Source document:
* * * * * * * * *
Thoughts on the death of Terry Pratchett

For those of you who visit this blog regularly it won’t come as a surprise that I feel a deep sense of loss at the passing of the great man that was Sir Terry Pratchett. I didn’t know him personally of course, but there are many out there feeling sorrow who likewise never were lucky enough to meet him, and were instead simply touched by his words, his stories, and his characters. I have been absent from this blog for a little while, and his passing has brought me back. I need to talk about Terry Pratchett.

Credit: The Telegraph

He was, and remains, my favourite author. I looked forward to every new Discworld book that was released, excited for the clever satire, the gentle puns, the sarcastic asides. Mr Pratchett created some of my favourite fictional characters, and it hurts that I will never read another one of his original tales.

Like many people, my favourite strain of Pratchett’s world were the stories that followed the Nightwatch of Ankh Morpork, especially when there were scenes that featured Commander Vines and Patrician Vetinari (extra points for when Carrot and his seeming inability to lie were involved). Terry Pratchett created worlds seemingly effortlessly, with political structures and ways of life portrayed in such a casual way. His casual dismissal of democracy, viewed in Ankh-Morpork as no way to run a civilised society, was in fact one of my favourite things about his fictional world.
* * * * * * * * *
Task requirements: Resume the blog post on Terry Pratchett's death, picking up right after its final sentence.

Data entries:
* * * * * * * * *
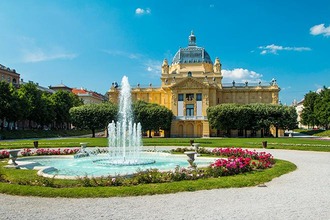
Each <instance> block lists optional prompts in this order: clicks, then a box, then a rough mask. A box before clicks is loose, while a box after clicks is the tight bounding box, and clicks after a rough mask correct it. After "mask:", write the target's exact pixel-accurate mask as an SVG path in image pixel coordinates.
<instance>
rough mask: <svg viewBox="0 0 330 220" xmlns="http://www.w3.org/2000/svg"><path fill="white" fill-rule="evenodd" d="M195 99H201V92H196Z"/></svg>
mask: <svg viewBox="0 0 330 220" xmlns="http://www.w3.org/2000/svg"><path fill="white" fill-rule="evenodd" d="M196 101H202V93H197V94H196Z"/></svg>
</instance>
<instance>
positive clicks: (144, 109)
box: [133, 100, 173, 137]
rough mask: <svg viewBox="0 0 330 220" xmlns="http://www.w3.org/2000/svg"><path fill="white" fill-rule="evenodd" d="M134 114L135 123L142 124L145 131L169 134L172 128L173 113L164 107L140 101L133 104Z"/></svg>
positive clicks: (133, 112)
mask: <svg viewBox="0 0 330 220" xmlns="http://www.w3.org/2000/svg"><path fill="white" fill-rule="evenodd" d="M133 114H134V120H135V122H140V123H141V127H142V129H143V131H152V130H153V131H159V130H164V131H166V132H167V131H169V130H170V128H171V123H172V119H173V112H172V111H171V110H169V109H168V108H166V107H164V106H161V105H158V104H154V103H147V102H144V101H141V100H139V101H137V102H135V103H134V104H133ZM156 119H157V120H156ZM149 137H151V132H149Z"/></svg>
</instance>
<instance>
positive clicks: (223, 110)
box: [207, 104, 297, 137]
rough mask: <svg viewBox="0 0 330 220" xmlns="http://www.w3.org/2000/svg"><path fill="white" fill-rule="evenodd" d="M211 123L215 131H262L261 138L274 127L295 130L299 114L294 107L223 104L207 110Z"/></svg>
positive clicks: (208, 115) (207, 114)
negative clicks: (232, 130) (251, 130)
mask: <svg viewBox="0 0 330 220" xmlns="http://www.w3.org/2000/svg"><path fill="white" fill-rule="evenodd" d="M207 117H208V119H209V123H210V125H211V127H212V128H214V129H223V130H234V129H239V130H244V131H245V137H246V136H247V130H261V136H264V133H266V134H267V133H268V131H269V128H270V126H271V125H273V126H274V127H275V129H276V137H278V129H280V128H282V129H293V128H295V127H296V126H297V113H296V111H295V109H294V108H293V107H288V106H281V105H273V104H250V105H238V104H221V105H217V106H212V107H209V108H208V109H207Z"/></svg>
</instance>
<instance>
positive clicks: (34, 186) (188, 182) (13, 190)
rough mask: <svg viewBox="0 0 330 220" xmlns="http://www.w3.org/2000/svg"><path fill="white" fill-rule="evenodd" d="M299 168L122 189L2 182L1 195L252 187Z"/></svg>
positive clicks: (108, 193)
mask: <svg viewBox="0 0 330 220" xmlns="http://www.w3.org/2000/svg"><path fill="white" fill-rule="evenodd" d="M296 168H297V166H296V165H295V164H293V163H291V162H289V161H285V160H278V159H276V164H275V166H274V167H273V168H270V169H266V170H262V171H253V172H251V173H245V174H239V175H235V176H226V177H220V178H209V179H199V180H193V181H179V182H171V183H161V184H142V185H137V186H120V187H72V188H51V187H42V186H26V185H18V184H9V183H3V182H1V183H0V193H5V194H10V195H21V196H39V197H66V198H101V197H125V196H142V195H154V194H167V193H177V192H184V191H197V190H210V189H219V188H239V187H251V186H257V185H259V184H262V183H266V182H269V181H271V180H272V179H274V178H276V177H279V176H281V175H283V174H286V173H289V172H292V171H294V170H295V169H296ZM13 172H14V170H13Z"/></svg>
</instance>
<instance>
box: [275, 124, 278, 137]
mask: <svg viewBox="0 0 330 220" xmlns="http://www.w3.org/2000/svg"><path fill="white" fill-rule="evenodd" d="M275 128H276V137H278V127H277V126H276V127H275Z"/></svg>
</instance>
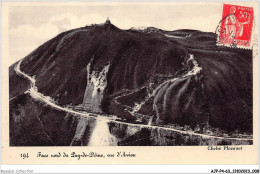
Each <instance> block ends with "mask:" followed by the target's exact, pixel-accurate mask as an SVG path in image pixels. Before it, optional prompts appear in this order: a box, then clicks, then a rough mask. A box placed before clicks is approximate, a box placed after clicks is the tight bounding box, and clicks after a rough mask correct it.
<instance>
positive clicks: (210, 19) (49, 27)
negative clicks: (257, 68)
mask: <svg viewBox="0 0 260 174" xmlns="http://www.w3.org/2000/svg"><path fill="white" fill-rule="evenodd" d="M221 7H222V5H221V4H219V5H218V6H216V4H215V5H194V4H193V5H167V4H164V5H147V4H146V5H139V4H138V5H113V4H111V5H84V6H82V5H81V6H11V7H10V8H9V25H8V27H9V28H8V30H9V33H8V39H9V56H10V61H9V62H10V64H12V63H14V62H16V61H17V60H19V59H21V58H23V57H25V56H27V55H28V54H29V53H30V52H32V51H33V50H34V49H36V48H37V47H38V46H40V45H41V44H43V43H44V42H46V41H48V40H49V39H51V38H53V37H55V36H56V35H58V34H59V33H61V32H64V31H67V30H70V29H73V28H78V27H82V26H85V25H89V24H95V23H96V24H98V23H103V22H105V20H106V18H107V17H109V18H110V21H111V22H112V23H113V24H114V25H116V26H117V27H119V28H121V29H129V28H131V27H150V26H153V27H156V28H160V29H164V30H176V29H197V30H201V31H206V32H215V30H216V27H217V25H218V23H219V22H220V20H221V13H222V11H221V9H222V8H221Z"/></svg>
* * * * * * * * *
Exercise answer:
Completely removed from Discworld, Good Omens, which Terry Pratchett wrote with Neil Gaiman, is in fact my favourite book (tied with the much darker Catch-22), again because of the excellent characters and easy wit. Crowley and Aziraphale are maybe two of my favourite literary creations of all time.

And of course no one can mention Terry Pratchett and not mention how he seemingly re-created Death (or should that be DEATH?) – he managed to make the spectre of doom awkward, likeable and even relatable, as when Death tries to work on his customer service skills or takes time off from his job of collecting the deceased.

His passing is greatly saddening for me. I will miss his work, his campaigning and what he brought to the genre of fantasy. Let the legacy of this great author live on.


Thoughts? Feelings? Let me know.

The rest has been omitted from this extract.